Task to complete » Please read the interview excerpt on family life and answer: what does the speaker call the most serious consequence when a parent puts his or her own needs ahead of the child's?

Passage to read »

• • • •

What trends in family dynamics or interactions reveal this in our daily lives?

Certainly one trend that we've all become familiar with is careers of both husbands and wives. Sometimes that's done for financial reasons, but often it's because both parents want to realize their talents. That makes two full-time-career families worthwhile, but sometimes these needs are achieved at the expense of the children. One of my key points is that the postmodern family is imbalanced because parent needs are favored over those of children and youth. Sometimes two full-time-career families can be done well, but often jobs take too much time and involvement on the part of the parents, and the kids can really suffer.

In what ways does the child suffer?

When the parent puts his or her needs ahead of those of their child, the most serious consequence is that the child feels he or she is not really cared for or about. One of the most important parenting skills is to, on occasion, put the child's needs ahead

of our own or at least treat them equally. I think kids today feel that isn't happening because everybody is doing their own thing.

Are children's emotional connections to parents then at risk?

• • • •

Dataset content »
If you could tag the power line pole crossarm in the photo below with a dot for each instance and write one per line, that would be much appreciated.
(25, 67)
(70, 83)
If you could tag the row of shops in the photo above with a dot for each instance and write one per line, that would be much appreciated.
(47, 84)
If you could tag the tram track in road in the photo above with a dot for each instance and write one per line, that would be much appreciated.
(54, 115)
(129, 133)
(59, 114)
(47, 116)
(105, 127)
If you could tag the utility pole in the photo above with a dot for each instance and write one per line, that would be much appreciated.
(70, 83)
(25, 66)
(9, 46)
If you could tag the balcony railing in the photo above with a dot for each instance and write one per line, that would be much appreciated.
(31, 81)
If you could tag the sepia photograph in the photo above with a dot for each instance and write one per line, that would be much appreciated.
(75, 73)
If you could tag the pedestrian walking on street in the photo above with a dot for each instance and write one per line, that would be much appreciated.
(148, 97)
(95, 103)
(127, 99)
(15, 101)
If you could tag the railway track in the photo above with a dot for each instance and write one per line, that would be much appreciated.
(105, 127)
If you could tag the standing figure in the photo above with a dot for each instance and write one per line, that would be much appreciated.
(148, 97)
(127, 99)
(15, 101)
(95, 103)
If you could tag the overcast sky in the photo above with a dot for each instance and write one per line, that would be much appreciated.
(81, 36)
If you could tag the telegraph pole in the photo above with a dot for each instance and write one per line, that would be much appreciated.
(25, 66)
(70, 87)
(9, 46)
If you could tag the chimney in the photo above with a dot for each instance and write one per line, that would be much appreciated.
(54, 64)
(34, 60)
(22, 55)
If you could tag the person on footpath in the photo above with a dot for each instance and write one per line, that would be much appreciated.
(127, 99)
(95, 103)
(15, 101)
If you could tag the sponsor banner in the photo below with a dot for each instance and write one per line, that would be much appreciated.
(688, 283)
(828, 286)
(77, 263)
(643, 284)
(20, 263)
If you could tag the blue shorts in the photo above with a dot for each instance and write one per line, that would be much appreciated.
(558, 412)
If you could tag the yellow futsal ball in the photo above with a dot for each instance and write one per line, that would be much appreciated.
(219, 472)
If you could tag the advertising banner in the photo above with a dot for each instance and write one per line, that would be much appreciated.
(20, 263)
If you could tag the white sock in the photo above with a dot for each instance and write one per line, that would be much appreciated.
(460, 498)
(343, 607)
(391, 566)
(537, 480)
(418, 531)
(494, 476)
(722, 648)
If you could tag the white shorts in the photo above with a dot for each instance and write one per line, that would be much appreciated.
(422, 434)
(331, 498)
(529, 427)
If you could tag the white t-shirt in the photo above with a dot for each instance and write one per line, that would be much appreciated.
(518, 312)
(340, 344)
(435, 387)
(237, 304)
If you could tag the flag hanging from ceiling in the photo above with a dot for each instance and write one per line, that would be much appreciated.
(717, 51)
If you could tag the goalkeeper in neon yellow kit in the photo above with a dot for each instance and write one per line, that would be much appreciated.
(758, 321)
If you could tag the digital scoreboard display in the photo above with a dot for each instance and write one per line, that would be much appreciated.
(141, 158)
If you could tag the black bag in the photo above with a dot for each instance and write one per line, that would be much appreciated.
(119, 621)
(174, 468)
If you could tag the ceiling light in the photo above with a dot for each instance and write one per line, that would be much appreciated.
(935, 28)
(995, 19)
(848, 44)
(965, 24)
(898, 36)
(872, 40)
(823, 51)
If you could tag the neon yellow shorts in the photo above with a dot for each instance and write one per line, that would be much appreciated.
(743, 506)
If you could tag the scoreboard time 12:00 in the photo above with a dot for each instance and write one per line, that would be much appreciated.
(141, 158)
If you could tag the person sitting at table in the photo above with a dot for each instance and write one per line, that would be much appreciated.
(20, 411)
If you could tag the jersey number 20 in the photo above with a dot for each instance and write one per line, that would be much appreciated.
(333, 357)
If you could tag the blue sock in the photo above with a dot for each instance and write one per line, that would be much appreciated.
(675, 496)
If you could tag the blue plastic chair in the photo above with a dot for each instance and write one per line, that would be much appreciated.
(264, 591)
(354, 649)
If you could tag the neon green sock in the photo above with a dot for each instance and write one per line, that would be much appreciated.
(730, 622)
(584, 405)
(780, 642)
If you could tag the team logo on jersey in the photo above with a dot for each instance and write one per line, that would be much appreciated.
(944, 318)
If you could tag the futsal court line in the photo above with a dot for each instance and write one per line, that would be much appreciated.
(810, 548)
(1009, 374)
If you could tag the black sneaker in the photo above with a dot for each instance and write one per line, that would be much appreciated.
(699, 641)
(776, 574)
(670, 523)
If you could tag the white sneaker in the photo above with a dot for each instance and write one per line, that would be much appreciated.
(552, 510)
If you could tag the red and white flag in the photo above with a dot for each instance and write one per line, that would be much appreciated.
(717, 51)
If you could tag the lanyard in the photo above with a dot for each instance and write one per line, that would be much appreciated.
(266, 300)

• • • •

Written reply » The child feels he or she is not really cared for or about.